■ **Textauswahl**:
========================================
Den ersten Punkt hab ich mir auch schon überlegt, hab ihn aber aus Gründen der Performance gelassen...
Bei deinem zweiten Vorschlag trifft genau der Vorfall ein, den du beschrieben hast!
Dann bleibt wohl nur noch der Punkt mit dem zweiten Thread! Dachte das es so vielleicht günstiger ist, da der Physik Thread eine höhere Prio bekommen könnte und somit öfter die Kollision erkennen würde... Zur Not kann man dann ja noch den ersten Vorschlag von dir einbauen! Halt nur für den Fall der Fälle!
Ich hatte mich halt nur gefragt, ob es eine technisch einwandfreie Lösung gibt, da professionelle Entwickler bestimmt mit dem gleichen Problem zu tun haben, und deren Spiele weitaus mehr Systemressourcen in Anspruch nehmen!
========================================
Gespeicherte Einträge
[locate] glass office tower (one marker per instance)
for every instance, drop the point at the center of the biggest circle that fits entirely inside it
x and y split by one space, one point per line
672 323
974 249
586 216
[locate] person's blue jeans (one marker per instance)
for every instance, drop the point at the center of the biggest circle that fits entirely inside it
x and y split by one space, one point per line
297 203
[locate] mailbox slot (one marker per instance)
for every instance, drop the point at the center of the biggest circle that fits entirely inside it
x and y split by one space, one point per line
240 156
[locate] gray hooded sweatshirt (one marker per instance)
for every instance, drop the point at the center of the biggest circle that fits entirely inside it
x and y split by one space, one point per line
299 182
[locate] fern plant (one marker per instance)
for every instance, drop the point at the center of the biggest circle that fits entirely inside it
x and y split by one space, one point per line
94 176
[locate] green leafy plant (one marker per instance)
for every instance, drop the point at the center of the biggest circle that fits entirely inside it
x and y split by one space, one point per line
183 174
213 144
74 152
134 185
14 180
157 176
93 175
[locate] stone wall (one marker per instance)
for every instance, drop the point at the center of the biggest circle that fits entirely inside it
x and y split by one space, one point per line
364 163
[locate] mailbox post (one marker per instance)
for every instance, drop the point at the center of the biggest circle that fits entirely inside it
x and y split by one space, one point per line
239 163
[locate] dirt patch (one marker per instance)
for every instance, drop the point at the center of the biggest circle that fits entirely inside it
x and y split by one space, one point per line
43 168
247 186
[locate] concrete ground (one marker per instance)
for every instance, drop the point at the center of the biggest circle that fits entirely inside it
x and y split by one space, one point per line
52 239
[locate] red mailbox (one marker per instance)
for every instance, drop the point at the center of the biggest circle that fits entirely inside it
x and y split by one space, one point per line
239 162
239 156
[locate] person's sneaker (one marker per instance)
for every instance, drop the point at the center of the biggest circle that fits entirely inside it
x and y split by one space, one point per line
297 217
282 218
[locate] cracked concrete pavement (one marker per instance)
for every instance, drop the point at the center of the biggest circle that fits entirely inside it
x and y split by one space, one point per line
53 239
========================================
■ **Arbeitsaufträge**:
a. Schreibe aus dem Beitrag zur Kollisionserkennung alle Sätze heraus, die mit einem Ausrufezeichen enden.
b. Führe den Beitrag zur Kollisionserkennung im Anschluss an seinen letzten Satz um einige Sätze weiter.

■ **Lösungen**:
a.
Bei deinem zweiten Vorschlag trifft genau der Vorfall ein, den du beschrieben hast!
Dann bleibt wohl nur noch der Punkt mit dem zweiten Thread!
Zur Not kann man dann ja noch den ersten Vorschlag von dir einbauen!
Halt nur für den Fall der Fälle!
Ich hatte mich halt nur gefragt, ob es eine technisch einwandfreie Lösung gibt, da professionelle Entwickler bestimmt mit dem gleichen Problem zu tun haben, und deren Spiele weitaus mehr Systemressourcen in Anspruch nehmen!

b.
----------



## Kr0e (10. Jun 2008)

Naja, davon abgesehen erscheint es mir sehhhhhr unperformant die farbe zu überprüfen...
Mach dir einfach ein Array von Float oder Int Variablen, wo du dann die Eckpunkte des Panzers der reihe nach speicherst... Dann hasteim prinzip ein Polygon .... Und dann die Kollision zu berechnen geschieht nur noch auf "zahlenebene" und nicht mehr auf dem was gezeichnet wird.


----------



## manuche (11. Jun 2008)

Das ganze basiert auf quaxlis Tutorial...
O-Ton von quaxli: Man malt nicht in einem Picasso rum 
Allerdings wirst du schon recht haben!
Hab das ganze jetzt so gelöst, dass der Panzer erst fällt, wenn das zeichnen der Explosion vorbei ist, sprich keine rechenintensiver Code mehr ausgeführt wird!
Ich denk mal dass ich das ganze irgendwann mal in einer überarbeitet Verion in C++ implementieren werde! Da würde ich das Konzept sowieso nochmal überdenken!


----------



## Kr0e (11. Jun 2008)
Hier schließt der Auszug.